Dataset content:
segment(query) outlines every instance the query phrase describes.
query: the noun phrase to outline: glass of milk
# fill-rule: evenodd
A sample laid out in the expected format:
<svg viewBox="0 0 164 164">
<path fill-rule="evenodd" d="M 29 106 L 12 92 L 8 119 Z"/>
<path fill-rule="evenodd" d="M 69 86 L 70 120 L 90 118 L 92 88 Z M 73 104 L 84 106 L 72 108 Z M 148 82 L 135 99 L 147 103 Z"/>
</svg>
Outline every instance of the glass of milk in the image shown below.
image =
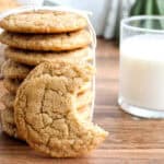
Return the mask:
<svg viewBox="0 0 164 164">
<path fill-rule="evenodd" d="M 120 107 L 164 118 L 164 16 L 132 16 L 120 27 Z"/>
</svg>

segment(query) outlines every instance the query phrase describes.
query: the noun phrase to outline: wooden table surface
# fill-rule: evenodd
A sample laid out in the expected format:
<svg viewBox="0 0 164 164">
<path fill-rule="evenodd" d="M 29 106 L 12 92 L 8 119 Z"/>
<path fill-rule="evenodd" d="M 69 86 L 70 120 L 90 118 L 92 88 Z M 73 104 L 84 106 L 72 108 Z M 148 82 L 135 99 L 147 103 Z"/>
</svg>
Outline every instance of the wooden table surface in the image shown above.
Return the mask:
<svg viewBox="0 0 164 164">
<path fill-rule="evenodd" d="M 98 39 L 94 121 L 109 131 L 101 148 L 80 159 L 47 159 L 0 132 L 0 164 L 163 164 L 164 120 L 139 119 L 119 108 L 118 63 L 118 47 Z"/>
</svg>

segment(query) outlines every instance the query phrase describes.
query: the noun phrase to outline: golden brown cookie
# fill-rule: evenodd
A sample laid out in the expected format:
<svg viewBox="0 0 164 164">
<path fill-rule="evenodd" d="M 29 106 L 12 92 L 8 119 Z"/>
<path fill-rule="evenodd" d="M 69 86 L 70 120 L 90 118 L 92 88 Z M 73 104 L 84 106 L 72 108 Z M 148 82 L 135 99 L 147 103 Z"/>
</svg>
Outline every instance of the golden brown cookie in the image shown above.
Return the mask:
<svg viewBox="0 0 164 164">
<path fill-rule="evenodd" d="M 28 65 L 28 66 L 37 66 L 43 61 L 91 61 L 92 55 L 90 48 L 82 48 L 71 51 L 63 52 L 43 52 L 43 51 L 27 51 L 15 48 L 5 48 L 4 49 L 5 57 L 14 60 L 15 62 Z"/>
<path fill-rule="evenodd" d="M 22 139 L 17 132 L 17 128 L 14 122 L 13 109 L 5 108 L 3 110 L 0 110 L 0 118 L 1 118 L 1 129 L 3 132 L 9 134 L 10 137 Z"/>
<path fill-rule="evenodd" d="M 107 136 L 77 110 L 77 90 L 91 81 L 93 70 L 87 65 L 58 65 L 58 71 L 48 67 L 46 74 L 28 79 L 19 87 L 14 104 L 16 127 L 32 148 L 49 156 L 83 155 Z"/>
<path fill-rule="evenodd" d="M 31 70 L 32 67 L 14 62 L 10 59 L 4 61 L 1 68 L 2 74 L 9 79 L 24 79 Z"/>
<path fill-rule="evenodd" d="M 0 27 L 16 33 L 63 33 L 86 26 L 85 17 L 66 11 L 28 11 L 10 14 L 0 21 Z"/>
<path fill-rule="evenodd" d="M 77 98 L 78 98 L 77 102 L 78 108 L 83 108 L 86 105 L 90 105 L 92 103 L 92 98 L 93 98 L 92 91 L 83 92 L 79 94 Z"/>
<path fill-rule="evenodd" d="M 86 30 L 63 34 L 17 34 L 3 32 L 0 42 L 11 47 L 28 50 L 73 50 L 91 44 Z"/>
<path fill-rule="evenodd" d="M 92 119 L 92 114 L 91 114 L 91 107 L 90 106 L 84 106 L 82 108 L 78 109 L 79 115 L 86 120 L 91 120 Z"/>
<path fill-rule="evenodd" d="M 3 85 L 4 87 L 11 92 L 12 94 L 15 94 L 20 84 L 22 81 L 17 80 L 17 79 L 7 79 L 4 78 L 3 80 Z"/>
<path fill-rule="evenodd" d="M 21 85 L 21 83 L 20 83 Z M 19 85 L 19 86 L 20 86 Z M 17 86 L 17 89 L 19 89 Z M 15 89 L 14 94 L 16 93 L 17 89 Z M 9 89 L 11 90 L 11 89 Z M 4 95 L 1 96 L 0 101 L 8 107 L 13 109 L 13 104 L 14 104 L 14 99 L 15 99 L 15 95 L 12 93 L 7 93 Z M 81 110 L 82 108 L 84 108 L 85 106 L 87 106 L 89 104 L 91 104 L 92 102 L 92 93 L 91 91 L 85 91 L 81 94 L 78 93 L 77 95 L 77 108 L 78 110 Z"/>
<path fill-rule="evenodd" d="M 0 101 L 5 105 L 7 108 L 13 109 L 15 95 L 11 93 L 5 93 L 1 96 Z"/>
</svg>

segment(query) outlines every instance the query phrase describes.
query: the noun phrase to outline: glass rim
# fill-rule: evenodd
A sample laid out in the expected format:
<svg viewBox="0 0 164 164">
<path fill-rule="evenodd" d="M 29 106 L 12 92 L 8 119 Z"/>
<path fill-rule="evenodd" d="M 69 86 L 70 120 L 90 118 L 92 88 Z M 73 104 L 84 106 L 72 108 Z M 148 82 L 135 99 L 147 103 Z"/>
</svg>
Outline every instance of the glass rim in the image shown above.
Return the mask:
<svg viewBox="0 0 164 164">
<path fill-rule="evenodd" d="M 140 31 L 140 32 L 149 32 L 149 33 L 164 33 L 164 30 L 152 30 L 152 28 L 144 28 L 144 27 L 138 27 L 138 26 L 133 26 L 133 25 L 129 25 L 129 22 L 132 21 L 141 21 L 141 20 L 163 20 L 164 21 L 164 16 L 161 15 L 138 15 L 138 16 L 130 16 L 130 17 L 126 17 L 122 19 L 120 22 L 121 27 L 126 27 L 129 28 L 131 31 Z"/>
</svg>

What the exercise asks: All records above are to be printed exactly, minus the pictures they contain.

Full solution:
segment(query) outlines every instance the query phrase describes.
query: the noun phrase to outline: glass of milk
# fill-rule: evenodd
A sample laid out in the expected format:
<svg viewBox="0 0 164 164">
<path fill-rule="evenodd" d="M 29 106 L 12 92 L 8 119 Z"/>
<path fill-rule="evenodd" d="M 69 86 L 70 120 L 90 118 L 92 88 Z M 73 104 L 84 106 L 72 108 Z M 148 82 L 135 99 L 147 103 Z"/>
</svg>
Outline every instance of the glass of milk in the image shown below.
image =
Return the mask:
<svg viewBox="0 0 164 164">
<path fill-rule="evenodd" d="M 120 107 L 164 118 L 164 16 L 132 16 L 120 27 Z"/>
</svg>

segment(query) outlines every instance the query phrase describes.
query: the noun phrase to outline: wooden table surface
# fill-rule: evenodd
A sample laid out in the expected format:
<svg viewBox="0 0 164 164">
<path fill-rule="evenodd" d="M 29 106 L 12 92 L 8 119 Z"/>
<path fill-rule="evenodd" d="M 69 86 L 70 120 L 90 118 L 92 88 Z M 73 104 L 84 106 L 72 108 Z M 148 82 L 135 99 L 147 103 Z"/>
</svg>
Outline every instance of the wooden table surface in the image shown above.
Return the mask:
<svg viewBox="0 0 164 164">
<path fill-rule="evenodd" d="M 98 39 L 94 121 L 109 131 L 101 148 L 80 159 L 47 159 L 0 132 L 0 164 L 163 164 L 164 120 L 139 119 L 119 108 L 118 63 L 118 47 Z"/>
</svg>

segment(query) outlines every instance the query phrase describes.
query: the noun phrase to outline: golden brown cookie
# fill-rule: evenodd
A sample laid out in the expected format:
<svg viewBox="0 0 164 164">
<path fill-rule="evenodd" d="M 29 106 L 12 92 L 8 119 Z"/>
<path fill-rule="evenodd" d="M 69 86 L 70 120 L 90 118 L 92 88 Z M 73 104 L 84 106 L 72 108 Z M 148 82 L 135 99 L 147 103 Z"/>
</svg>
Outline every instance of the golden brown cookie in the image shown above.
Return the mask:
<svg viewBox="0 0 164 164">
<path fill-rule="evenodd" d="M 28 65 L 28 66 L 37 66 L 43 61 L 91 61 L 92 55 L 90 48 L 82 48 L 71 51 L 63 52 L 43 52 L 43 51 L 27 51 L 15 48 L 5 48 L 4 49 L 5 57 L 14 60 L 15 62 Z"/>
<path fill-rule="evenodd" d="M 22 139 L 17 132 L 17 128 L 14 122 L 13 109 L 5 108 L 3 110 L 0 110 L 0 118 L 1 118 L 1 129 L 3 132 L 9 134 L 10 137 Z"/>
<path fill-rule="evenodd" d="M 107 136 L 77 110 L 77 90 L 91 81 L 93 70 L 87 65 L 58 65 L 58 71 L 48 67 L 46 74 L 28 79 L 19 87 L 14 104 L 16 127 L 32 148 L 49 156 L 83 155 Z"/>
<path fill-rule="evenodd" d="M 31 70 L 32 67 L 14 62 L 10 59 L 4 61 L 1 68 L 2 74 L 9 79 L 24 79 Z"/>
<path fill-rule="evenodd" d="M 0 27 L 16 33 L 63 33 L 86 26 L 85 17 L 66 11 L 28 11 L 10 14 L 0 21 Z"/>
<path fill-rule="evenodd" d="M 77 98 L 78 98 L 77 102 L 78 108 L 83 108 L 86 105 L 90 105 L 92 103 L 92 98 L 93 98 L 92 91 L 83 92 L 79 94 Z"/>
<path fill-rule="evenodd" d="M 86 30 L 63 34 L 17 34 L 3 32 L 0 42 L 11 47 L 28 50 L 73 50 L 91 44 Z"/>
<path fill-rule="evenodd" d="M 92 119 L 92 114 L 91 114 L 91 107 L 90 106 L 84 106 L 82 108 L 78 109 L 79 115 L 86 120 L 91 120 Z"/>
<path fill-rule="evenodd" d="M 3 85 L 4 87 L 11 92 L 12 94 L 15 94 L 20 84 L 22 81 L 17 80 L 17 79 L 7 79 L 4 78 L 3 80 Z"/>
<path fill-rule="evenodd" d="M 21 85 L 21 83 L 20 83 Z M 19 85 L 19 86 L 20 86 Z M 17 86 L 17 89 L 19 89 Z M 15 89 L 14 94 L 16 93 L 17 89 Z M 9 89 L 11 90 L 11 89 Z M 4 95 L 1 96 L 0 101 L 8 107 L 13 109 L 13 104 L 14 104 L 14 99 L 15 99 L 15 95 L 12 93 L 7 93 Z M 81 110 L 82 108 L 84 108 L 85 106 L 87 106 L 89 104 L 91 104 L 92 102 L 92 93 L 91 91 L 85 91 L 81 94 L 78 93 L 77 95 L 77 108 L 78 110 Z"/>
<path fill-rule="evenodd" d="M 0 101 L 5 105 L 7 108 L 13 109 L 15 95 L 11 93 L 5 93 L 1 96 Z"/>
</svg>

segment(query) outlines every instance the query phrase describes.
query: the noun phrase to outline: glass rim
# fill-rule: evenodd
A sample laid out in the expected format:
<svg viewBox="0 0 164 164">
<path fill-rule="evenodd" d="M 29 106 L 12 92 L 8 119 Z"/>
<path fill-rule="evenodd" d="M 69 86 L 70 120 L 90 118 L 92 88 Z M 73 104 L 84 106 L 72 108 Z M 148 82 L 135 99 L 147 103 Z"/>
</svg>
Outline every instance of the glass rim in the image shown above.
Return the mask:
<svg viewBox="0 0 164 164">
<path fill-rule="evenodd" d="M 140 31 L 140 32 L 149 32 L 149 33 L 164 33 L 164 30 L 152 30 L 152 28 L 144 28 L 144 27 L 138 27 L 138 26 L 133 26 L 133 25 L 129 25 L 129 22 L 132 21 L 141 21 L 141 20 L 163 20 L 164 21 L 164 16 L 161 15 L 138 15 L 138 16 L 130 16 L 130 17 L 126 17 L 122 19 L 120 22 L 121 27 L 126 27 L 129 28 L 131 31 Z"/>
</svg>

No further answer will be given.